■ **TEXTO DA PÁGINA**
_ _ _ _ _ _ _

1, 2, 3... A SÉRIE Y CONTINUA

David
Cronenberg, Pedro Almodóvar, Emir Kusturica, Spike Lee,
David Lynch, Robert Altman, Woody Allen, Nanni Moretti, Lars von
Trier, Quentin Tarantino... Foi na companhia de autores consagrados
do cinema contemporâneo - europeus, americanos e não
só - que fizemos a viagem da série Y, uma incursão
por alguns dos títulos mais marcantes dos últimos
20 anos.
E porque o que é bom nunca é demais, a colecção
de DVD do PÚBLICO entra agora na Parte III, com um novo
conjunto de 25 filmes para (continuar a) coleccionar todas as quintas-feiras.
Se olharmos para os protagonistas - há os repetentes sempre
bem-vindos (Lynch, Kusturica, Allen, Almodóvar, Joel e Ethan
Coen) e um grupo ilustre de "novatos" (por exemplo, Steven Soderbergh,
Michael Cimino, David Mamet ou Wes Craven) -, a conclusão é simples:
nesta terceira encarnação, o nível de qualidade
da série, no mínimo, mantém-se. Não
há duas sem três.
E o início dificilmente poderia ser melhor: "Traffic" (2000),
de Steven Soderbergh, mosaico virtuoso de histórias paralelas à volta
do mundo do tráfico de droga. Vencedor de quatro Óscares
(melhor realizador, argumento adaptado, actor secundário
- Benicio Del Toro, espantoso - e montagem) e com um elenco de
luxo (Del Toro, Michael Douglas, Catherine Zeta-Jones e Dennis
Quaid), o filme marcou a consagração de Soderbergh
na indústria americana, ficando até hoje como a síntese
por excelência das duas facetas do realizador - artista e
artesão.
O autor de "Sexo, Mentiras e Vídeo" é o primeiro
dos cineastas estreantes na série a entrar em cena, mas
há vários outros que importa destacar. Desde logo,
David Mamet, um dos mais conceituados dramaturgos americanos, que é também
dono de um dos universos mais pessoais e estimulantes do cinema
que se faz do outro lado do Atlântico. Mestre da palavra,
está presente com o irresistível "State & Main" (2000),
em que os habituais jogos de engano surgem sob a capa da paródia
a Hollywood.

_ _ _ _ _ _ _

■ **Excertos de um conjunto de dados de anotação de localização**
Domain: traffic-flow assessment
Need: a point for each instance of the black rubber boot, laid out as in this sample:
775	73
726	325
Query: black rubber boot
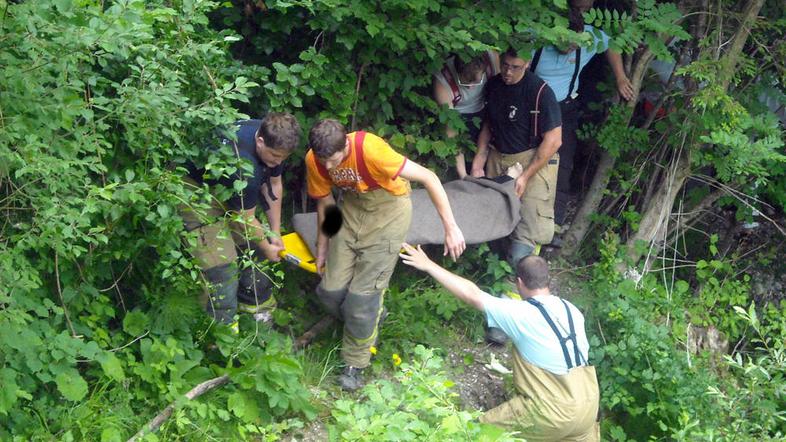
496	336
351	379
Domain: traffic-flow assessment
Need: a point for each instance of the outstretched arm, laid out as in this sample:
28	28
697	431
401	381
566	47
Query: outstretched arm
454	239
274	213
479	162
250	228
461	288
322	239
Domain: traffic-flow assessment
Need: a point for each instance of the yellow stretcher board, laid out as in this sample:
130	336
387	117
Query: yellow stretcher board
296	251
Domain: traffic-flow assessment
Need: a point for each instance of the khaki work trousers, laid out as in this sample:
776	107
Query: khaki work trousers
550	407
537	203
361	258
215	251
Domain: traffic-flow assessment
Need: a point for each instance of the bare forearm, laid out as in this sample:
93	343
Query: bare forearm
251	230
479	162
274	213
322	239
440	199
615	60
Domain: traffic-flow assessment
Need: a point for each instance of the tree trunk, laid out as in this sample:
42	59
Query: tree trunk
654	219
581	223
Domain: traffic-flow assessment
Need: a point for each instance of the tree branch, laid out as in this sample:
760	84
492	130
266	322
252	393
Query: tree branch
194	393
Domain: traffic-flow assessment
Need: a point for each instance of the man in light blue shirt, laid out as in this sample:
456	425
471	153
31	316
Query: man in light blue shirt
560	69
558	396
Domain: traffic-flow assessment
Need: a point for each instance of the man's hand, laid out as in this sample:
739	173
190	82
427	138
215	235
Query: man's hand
276	241
321	258
454	242
521	185
271	250
415	257
625	88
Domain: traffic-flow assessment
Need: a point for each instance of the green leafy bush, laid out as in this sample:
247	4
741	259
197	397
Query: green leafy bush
417	405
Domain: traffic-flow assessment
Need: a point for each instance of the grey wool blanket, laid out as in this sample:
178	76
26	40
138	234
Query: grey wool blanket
484	210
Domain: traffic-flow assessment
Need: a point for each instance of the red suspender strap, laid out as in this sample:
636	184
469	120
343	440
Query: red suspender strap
361	162
452	83
535	113
320	168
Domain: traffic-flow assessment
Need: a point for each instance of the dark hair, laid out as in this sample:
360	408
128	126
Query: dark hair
281	131
533	271
327	137
510	52
576	16
470	69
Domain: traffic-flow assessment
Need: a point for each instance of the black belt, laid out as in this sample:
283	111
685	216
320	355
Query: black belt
569	102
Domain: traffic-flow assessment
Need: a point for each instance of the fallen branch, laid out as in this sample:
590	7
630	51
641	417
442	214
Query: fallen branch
313	332
195	392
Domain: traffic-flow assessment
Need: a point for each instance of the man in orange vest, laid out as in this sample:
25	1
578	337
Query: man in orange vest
356	264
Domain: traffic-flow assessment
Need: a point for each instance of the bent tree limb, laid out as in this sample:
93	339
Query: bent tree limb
194	393
654	220
313	332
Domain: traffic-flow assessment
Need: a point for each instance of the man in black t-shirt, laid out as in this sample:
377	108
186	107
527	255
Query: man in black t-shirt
230	222
523	125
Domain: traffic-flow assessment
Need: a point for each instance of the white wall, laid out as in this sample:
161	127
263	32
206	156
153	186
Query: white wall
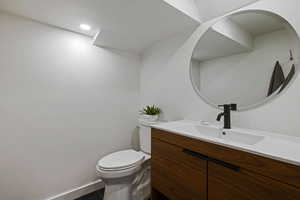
165	81
213	8
244	78
63	104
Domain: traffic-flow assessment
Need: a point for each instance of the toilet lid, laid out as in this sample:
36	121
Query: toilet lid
121	160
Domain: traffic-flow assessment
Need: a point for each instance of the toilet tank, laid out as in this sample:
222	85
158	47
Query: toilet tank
145	138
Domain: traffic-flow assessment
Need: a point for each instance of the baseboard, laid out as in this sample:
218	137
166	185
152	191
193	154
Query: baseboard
79	192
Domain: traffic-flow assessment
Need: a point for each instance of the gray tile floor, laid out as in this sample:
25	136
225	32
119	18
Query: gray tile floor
98	195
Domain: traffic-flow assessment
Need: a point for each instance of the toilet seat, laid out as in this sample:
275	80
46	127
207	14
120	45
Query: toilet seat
121	160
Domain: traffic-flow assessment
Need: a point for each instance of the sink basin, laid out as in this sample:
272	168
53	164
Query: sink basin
241	137
230	135
209	131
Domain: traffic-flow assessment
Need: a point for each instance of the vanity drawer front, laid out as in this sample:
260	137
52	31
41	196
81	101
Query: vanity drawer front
280	171
177	175
227	184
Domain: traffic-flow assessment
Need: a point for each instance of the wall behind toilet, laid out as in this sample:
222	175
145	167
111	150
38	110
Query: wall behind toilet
64	103
165	80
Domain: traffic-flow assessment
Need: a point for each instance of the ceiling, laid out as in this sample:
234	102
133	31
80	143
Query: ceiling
258	23
232	35
130	25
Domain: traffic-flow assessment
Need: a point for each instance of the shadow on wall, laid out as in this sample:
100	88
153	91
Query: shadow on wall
135	139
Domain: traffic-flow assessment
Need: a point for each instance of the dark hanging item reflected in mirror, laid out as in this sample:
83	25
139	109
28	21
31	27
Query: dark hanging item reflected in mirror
288	78
233	61
277	79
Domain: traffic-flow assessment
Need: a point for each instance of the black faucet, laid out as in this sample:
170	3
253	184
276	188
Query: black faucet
226	114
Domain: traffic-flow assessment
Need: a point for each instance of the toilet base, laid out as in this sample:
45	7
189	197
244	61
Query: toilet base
118	191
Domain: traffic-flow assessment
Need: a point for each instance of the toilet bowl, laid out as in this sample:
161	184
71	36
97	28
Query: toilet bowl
126	174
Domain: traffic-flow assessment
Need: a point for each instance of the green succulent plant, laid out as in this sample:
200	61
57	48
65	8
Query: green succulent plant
151	110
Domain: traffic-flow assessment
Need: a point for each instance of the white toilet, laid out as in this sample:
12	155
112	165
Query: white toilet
126	174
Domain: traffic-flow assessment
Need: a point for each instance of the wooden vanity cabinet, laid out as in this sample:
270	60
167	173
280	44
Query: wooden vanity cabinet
188	169
177	175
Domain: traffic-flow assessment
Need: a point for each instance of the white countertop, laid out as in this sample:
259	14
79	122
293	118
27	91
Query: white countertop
278	147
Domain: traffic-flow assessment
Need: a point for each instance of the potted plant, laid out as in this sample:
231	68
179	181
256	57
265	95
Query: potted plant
150	113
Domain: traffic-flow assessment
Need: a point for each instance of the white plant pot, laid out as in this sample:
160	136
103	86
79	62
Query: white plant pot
150	118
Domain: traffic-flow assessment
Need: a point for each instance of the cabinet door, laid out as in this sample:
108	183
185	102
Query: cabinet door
228	184
177	175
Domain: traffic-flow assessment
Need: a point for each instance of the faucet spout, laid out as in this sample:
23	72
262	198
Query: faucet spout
220	116
227	119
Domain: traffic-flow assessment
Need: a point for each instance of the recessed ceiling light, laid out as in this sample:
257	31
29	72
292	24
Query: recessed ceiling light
85	27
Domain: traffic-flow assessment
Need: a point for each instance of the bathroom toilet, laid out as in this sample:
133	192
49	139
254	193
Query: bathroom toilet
126	173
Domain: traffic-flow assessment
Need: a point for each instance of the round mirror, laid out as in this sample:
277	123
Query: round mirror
246	58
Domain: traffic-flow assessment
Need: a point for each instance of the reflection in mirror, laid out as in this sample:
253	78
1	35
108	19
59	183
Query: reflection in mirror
246	58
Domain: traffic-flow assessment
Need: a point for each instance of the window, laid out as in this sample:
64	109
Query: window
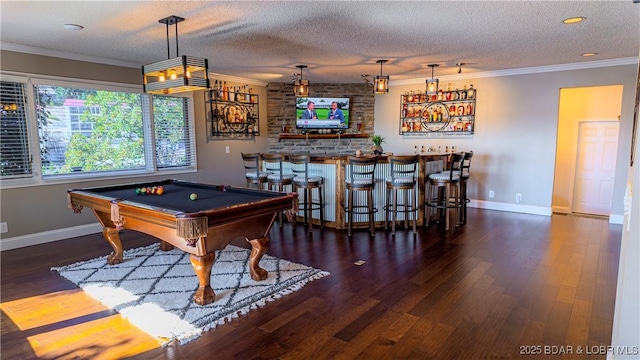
172	132
14	144
85	130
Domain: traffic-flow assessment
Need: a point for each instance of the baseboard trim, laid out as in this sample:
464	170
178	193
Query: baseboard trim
48	236
616	219
81	230
526	209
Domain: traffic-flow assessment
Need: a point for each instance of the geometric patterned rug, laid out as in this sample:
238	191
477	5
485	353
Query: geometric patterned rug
154	289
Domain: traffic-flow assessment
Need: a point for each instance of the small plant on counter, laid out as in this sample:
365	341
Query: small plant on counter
377	141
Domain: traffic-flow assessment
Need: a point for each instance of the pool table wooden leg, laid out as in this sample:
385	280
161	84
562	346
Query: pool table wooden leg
112	236
202	266
258	248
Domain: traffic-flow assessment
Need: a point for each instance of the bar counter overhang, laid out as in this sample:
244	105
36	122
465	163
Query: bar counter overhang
333	168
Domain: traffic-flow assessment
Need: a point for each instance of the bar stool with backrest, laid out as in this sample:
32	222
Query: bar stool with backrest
277	178
252	172
302	180
403	179
447	185
360	177
465	165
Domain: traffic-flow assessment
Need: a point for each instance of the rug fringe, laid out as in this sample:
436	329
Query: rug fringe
260	303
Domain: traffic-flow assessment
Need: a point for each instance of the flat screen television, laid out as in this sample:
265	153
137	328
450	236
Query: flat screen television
323	110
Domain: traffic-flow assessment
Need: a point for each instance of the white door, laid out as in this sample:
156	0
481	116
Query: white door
595	169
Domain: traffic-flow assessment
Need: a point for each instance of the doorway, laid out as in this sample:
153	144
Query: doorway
595	167
587	116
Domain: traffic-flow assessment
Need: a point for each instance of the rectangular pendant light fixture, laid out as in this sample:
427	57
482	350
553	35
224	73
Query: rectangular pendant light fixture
432	84
175	75
381	83
301	87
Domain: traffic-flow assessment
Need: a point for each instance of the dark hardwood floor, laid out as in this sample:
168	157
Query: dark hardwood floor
503	286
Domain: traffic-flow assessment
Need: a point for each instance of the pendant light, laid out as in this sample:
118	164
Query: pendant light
301	87
432	84
175	75
381	83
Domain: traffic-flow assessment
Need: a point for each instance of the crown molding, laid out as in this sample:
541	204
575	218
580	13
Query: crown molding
486	74
525	71
78	57
33	50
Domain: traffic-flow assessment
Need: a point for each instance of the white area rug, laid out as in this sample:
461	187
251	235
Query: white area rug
154	289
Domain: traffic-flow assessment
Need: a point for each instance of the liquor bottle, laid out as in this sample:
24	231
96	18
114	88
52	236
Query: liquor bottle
214	92
471	93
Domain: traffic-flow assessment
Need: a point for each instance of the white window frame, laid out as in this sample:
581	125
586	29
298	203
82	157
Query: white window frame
37	179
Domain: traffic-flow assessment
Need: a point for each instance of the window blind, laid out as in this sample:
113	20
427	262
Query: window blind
14	145
174	145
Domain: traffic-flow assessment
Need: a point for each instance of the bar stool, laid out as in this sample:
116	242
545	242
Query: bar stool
252	172
277	179
465	165
360	177
403	178
445	183
302	180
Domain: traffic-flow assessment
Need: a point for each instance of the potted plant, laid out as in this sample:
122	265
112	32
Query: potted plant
377	141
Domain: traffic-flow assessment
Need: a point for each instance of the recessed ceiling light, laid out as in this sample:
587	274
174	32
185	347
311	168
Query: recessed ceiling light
73	27
574	20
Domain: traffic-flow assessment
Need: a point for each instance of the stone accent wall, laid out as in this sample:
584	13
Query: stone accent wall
281	111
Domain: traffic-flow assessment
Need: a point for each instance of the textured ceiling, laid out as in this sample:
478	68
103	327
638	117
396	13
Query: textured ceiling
339	40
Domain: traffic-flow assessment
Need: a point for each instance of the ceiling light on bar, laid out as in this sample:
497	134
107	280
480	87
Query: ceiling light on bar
432	84
301	87
381	83
175	75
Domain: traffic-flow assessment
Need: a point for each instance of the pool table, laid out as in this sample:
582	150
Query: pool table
199	227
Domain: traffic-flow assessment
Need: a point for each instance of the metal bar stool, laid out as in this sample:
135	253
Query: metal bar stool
277	179
360	177
445	183
302	180
465	165
252	172
402	178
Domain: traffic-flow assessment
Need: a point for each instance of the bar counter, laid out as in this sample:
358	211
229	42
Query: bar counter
333	168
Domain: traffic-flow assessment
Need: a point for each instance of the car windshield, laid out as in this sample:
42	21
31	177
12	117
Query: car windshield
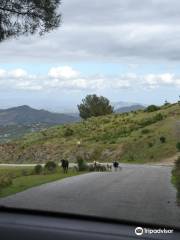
90	108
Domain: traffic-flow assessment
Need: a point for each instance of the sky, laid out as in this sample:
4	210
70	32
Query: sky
124	50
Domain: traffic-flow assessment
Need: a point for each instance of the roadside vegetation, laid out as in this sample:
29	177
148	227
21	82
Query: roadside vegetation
142	136
17	179
176	178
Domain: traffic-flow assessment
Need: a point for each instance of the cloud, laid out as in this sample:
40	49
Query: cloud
63	72
125	31
67	78
18	73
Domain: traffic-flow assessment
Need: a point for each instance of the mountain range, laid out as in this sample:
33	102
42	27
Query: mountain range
25	115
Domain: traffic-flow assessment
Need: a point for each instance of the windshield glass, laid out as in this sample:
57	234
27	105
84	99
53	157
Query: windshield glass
90	108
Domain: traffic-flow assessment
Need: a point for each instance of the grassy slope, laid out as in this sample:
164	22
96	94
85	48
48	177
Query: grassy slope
21	183
119	136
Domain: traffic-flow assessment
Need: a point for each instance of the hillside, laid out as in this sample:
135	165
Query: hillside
18	121
129	108
128	137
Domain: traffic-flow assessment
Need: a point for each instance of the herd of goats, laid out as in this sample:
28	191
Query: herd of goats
95	166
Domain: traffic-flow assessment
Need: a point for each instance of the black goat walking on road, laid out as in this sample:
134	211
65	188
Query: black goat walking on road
65	165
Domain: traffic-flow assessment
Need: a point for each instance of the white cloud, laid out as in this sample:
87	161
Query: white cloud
2	73
63	72
67	78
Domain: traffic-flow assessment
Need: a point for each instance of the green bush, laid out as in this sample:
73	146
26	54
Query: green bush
152	108
150	144
5	181
178	146
145	131
68	132
162	139
82	165
50	166
38	169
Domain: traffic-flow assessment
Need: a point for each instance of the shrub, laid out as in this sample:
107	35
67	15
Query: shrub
50	166
68	132
158	117
25	172
144	131
178	146
152	108
38	169
5	181
150	144
162	139
82	165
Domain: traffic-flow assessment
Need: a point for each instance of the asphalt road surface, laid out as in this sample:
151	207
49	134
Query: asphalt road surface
136	192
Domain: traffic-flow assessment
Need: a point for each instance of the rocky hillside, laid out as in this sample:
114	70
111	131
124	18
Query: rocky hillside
129	137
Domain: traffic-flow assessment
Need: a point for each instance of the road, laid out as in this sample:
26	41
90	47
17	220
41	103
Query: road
137	192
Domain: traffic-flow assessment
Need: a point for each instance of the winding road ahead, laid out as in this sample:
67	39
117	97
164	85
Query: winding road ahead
142	193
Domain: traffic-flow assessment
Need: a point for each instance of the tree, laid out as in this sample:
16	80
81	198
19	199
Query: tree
95	106
28	17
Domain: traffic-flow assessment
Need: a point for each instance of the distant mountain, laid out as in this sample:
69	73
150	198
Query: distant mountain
25	115
129	108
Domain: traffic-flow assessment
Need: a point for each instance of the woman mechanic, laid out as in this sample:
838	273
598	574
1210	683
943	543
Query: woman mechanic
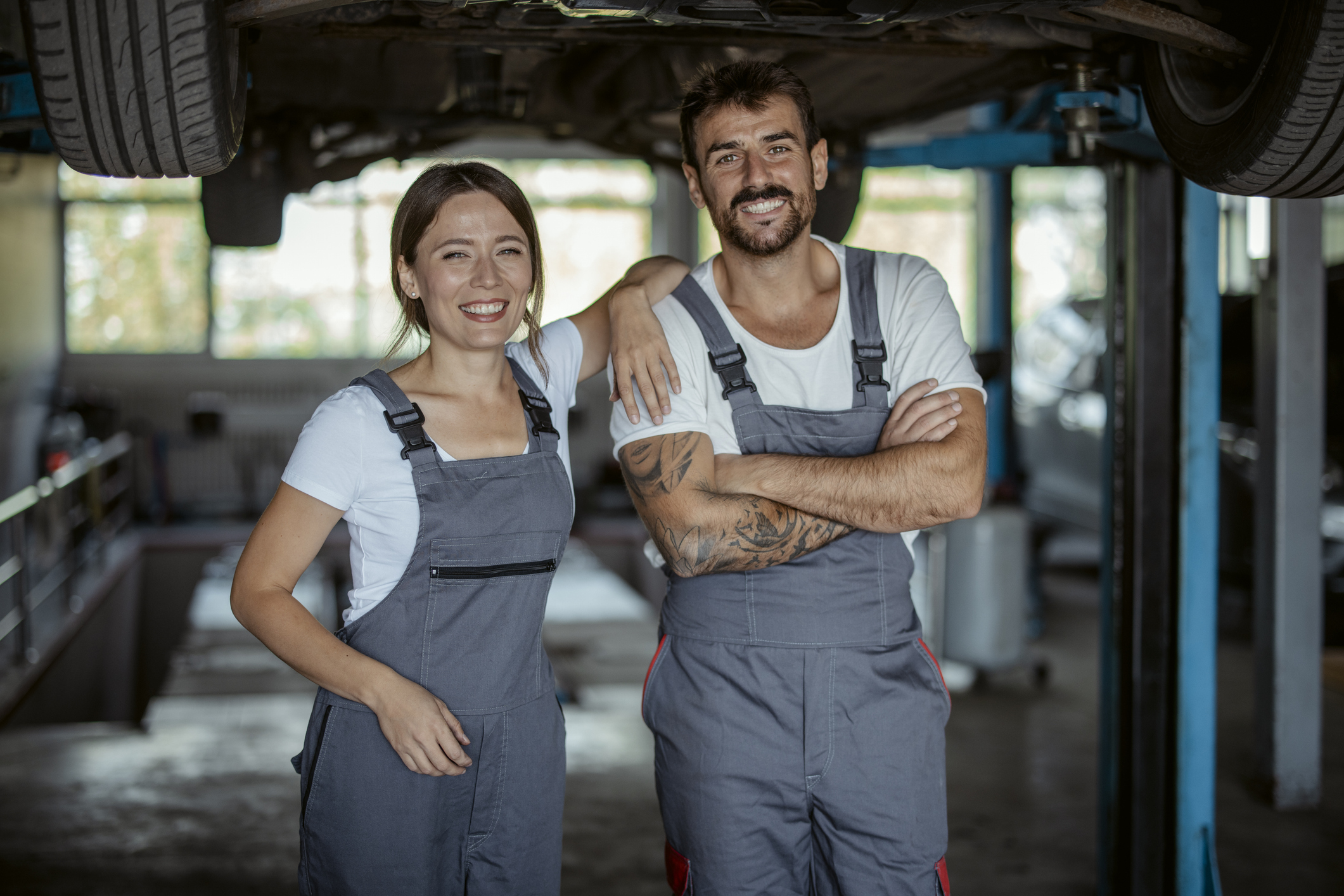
435	758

_ _ _ _ _ _ _

■ **OBJETIVO**
Escreve a continuação do texto sobre a coleção de DVD da série Y, começando logo depois da última frase apresentada.

■ **RESPOSTA AO EXERCÍCIO**
E se o filme de Mamet é obrigatório, o que dizer
do clássico "O Caçador" (1978)? Título mítico
da "Nova Hollywood" (os gloriosos anos 70, época dos "movie
brats") e uma reflexão poderosa sobre a América -
através da forma como a Guerra do Vietname afecta a vida
de uma comunidade siderúrgica na Pensilvânia -, é a
obra-prima de um autor maldito, Michael Cimino. Fresco épico
monumental, conquistou cinco Óscares (incluindo melhor filme)
e revelou uma presença perturbante, Christopher Walken,
aqui ao lado de Robert De Niro e Meryl Streep.
A colecção vai abrir também espaço
a territórios que ainda não tinham sido experimentados,
como o terror e a ficção científica. No primeiro
caso, com uma proposta de um dos mestres do género. Falamos
de Wes Craven e de "Gritos 2" (1997), um dos casos raros em que
a sequela consegue ser melhor que o original, levando ainda mais
longe a subversão e o revisionismo pós-modernos da
fórmula cansada do "slasher film", iniciados no filme anterior.
No segundo caso, temos duas tortuosas extravagâncias futuristas,
que abordam temas como identidade, memória, percepção
e realidades paralelas: "Desafio Total" (1990), adaptado de um
conto de Philip K. Dick, é uma bisarma delirante cortesia
do holandês Paul Verhoeven, em que o ritmo frenético
e o sentido de humor negríssimo se aliam a um Arnold Schwarzenegger
no auge da sua forma e uma Sharon Stone prestes a "explodir"; "Cidade
Misteriosa" (1998), plasticamente brilhante, opta por uma fusão
bizarra de FC, "noir" e expressionismo alemão, assinada
por outro cineasta de culto, Alex Proyas, autor de "O Corvo".
Fora dos EUA, destaque para o mexicano "E a Tua Mãe Também" (2001)
- premiadíssima crónica (por Alfonso Cuarón,
o realizador do próximo "Harry Potter") de iniciação
sexual e perda da inocência que conta a viagem de dois jovens
e uma mulher mais velha ao longo do país, em direcção
a uma praia lendária - e "Italiano Para Principiantes" (2000),
da dinamarquesa Lone Scherfig, com o negrume típico no movimento
de "castidade cinematográfica" do Dogma-95 a dar lugar a
um inesperado tom de leveza que arrisca a comédia romântica.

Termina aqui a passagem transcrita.